-- Task item --
All records are to be transcribed in full; any pictures among them are to be skipped.

══ Input ══

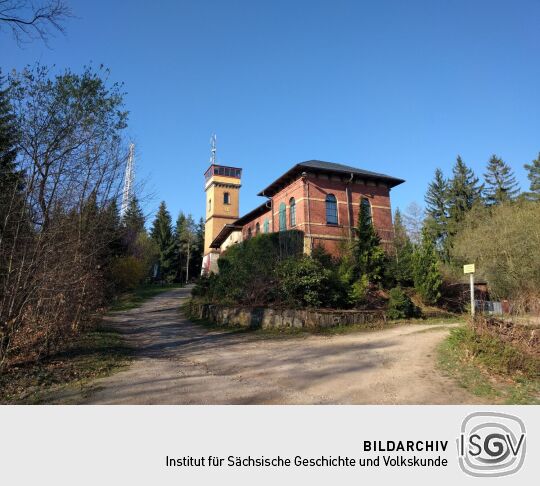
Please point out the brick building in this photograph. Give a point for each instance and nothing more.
(321, 199)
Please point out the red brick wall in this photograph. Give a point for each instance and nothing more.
(252, 224)
(331, 237)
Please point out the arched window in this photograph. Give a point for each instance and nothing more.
(282, 217)
(292, 212)
(331, 209)
(366, 206)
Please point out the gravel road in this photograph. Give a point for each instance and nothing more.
(179, 362)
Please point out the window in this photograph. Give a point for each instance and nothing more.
(282, 217)
(331, 209)
(292, 212)
(364, 202)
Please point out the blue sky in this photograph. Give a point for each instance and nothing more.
(391, 86)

═══

-- Written answer --
Please point out the brick building in this photograph. Give a point for each instance and nothing more.
(321, 199)
Please point out the red brick wall in this photograph. Give a point for each instance and nothing more.
(252, 224)
(331, 237)
Please point out the arched window in this photograph. Give a point for each instance and nothing more.
(282, 217)
(292, 212)
(331, 209)
(366, 206)
Please point out the gravel road in this photograph. Give a point for each instance and nothing more.
(179, 362)
Please point out the window in this photograph. Give a point for each instance and nothing more.
(282, 217)
(331, 209)
(292, 212)
(364, 202)
Please point out the blue sky in this photograph. Give a point for each instance and nothing more.
(391, 86)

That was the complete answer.